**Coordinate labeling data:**
===

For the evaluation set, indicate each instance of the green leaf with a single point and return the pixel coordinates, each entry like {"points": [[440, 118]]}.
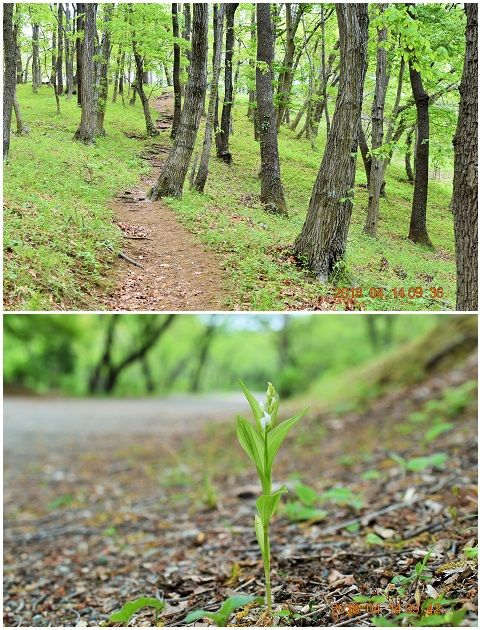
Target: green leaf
{"points": [[278, 434], [373, 539], [222, 616], [259, 529], [254, 447], [267, 504], [305, 494], [437, 430], [125, 614], [296, 511], [254, 404]]}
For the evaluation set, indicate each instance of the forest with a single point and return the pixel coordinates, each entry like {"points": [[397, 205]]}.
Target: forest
{"points": [[200, 157], [129, 494]]}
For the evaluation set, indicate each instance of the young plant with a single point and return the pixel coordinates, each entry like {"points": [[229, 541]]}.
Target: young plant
{"points": [[261, 443], [222, 616], [125, 614]]}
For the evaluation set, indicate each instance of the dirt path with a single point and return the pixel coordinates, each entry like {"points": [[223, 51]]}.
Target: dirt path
{"points": [[178, 273]]}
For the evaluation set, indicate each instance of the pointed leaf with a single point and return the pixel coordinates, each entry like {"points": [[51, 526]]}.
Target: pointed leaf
{"points": [[278, 434], [254, 404], [267, 504], [198, 614], [124, 614]]}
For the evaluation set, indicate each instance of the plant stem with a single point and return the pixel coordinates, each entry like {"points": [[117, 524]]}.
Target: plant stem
{"points": [[267, 572]]}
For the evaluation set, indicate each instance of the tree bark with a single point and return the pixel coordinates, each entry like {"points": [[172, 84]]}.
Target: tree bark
{"points": [[9, 74], [19, 65], [202, 174], [176, 69], [465, 193], [418, 220], [69, 54], [104, 70], [272, 196], [36, 73], [22, 129], [173, 174], [222, 137], [139, 87], [286, 75], [322, 242], [86, 131], [80, 10], [378, 108], [408, 155], [60, 48]]}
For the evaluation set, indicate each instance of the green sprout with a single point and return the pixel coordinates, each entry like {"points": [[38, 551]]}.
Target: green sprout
{"points": [[261, 444]]}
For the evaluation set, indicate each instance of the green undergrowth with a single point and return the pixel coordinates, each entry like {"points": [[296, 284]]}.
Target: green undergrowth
{"points": [[59, 235], [254, 245]]}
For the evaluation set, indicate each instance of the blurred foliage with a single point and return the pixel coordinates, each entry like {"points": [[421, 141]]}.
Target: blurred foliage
{"points": [[65, 353]]}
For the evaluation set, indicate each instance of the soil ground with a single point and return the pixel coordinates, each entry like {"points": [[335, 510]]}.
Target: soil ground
{"points": [[163, 507], [178, 273]]}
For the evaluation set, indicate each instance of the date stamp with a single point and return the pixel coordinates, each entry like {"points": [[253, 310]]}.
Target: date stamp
{"points": [[382, 293], [354, 609]]}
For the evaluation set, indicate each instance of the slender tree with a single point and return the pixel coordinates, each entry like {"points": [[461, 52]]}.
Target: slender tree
{"points": [[176, 71], [222, 135], [322, 242], [36, 72], [60, 48], [139, 83], [69, 54], [218, 24], [105, 49], [86, 131], [272, 195], [79, 45], [465, 193], [9, 73], [173, 173], [378, 108]]}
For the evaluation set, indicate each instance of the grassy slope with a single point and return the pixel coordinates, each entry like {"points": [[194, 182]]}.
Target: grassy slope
{"points": [[230, 220], [58, 226]]}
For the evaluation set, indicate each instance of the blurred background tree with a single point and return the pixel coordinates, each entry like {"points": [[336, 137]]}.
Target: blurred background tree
{"points": [[139, 355]]}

===

**EXERCISE BRIEF:** Edit the listing from the line with "For the evaluation set, indicate each instance of the slender" through the end of the listing, replacing "grassy slope" with "grassy hillside" and leaving all else unchanged. Give only those lines.

**SOLUTION FOR THIS TASK:**
For the evaluation set, indicate each instance of the slender tree with a single point and return the pixel coordinates, each entry like {"points": [[461, 52]]}.
Target: slender tree
{"points": [[176, 71], [222, 135], [322, 242], [36, 72], [60, 48], [139, 83], [69, 54], [218, 24], [105, 49], [86, 131], [272, 195], [79, 45], [465, 193], [9, 73], [173, 173], [378, 108]]}
For the evaluation set, indicate each instance of the grassy hillside with a single point and return the pixel coordinates, each entry like {"points": [[194, 182]]}.
Target: grassy hillside
{"points": [[230, 220], [58, 226]]}
For the evaluation set, indicate each instance of the blurred background tree with a single point and return the pixel coordinates, each entry like {"points": [[336, 137]]}.
Target: blurred background tree
{"points": [[139, 355]]}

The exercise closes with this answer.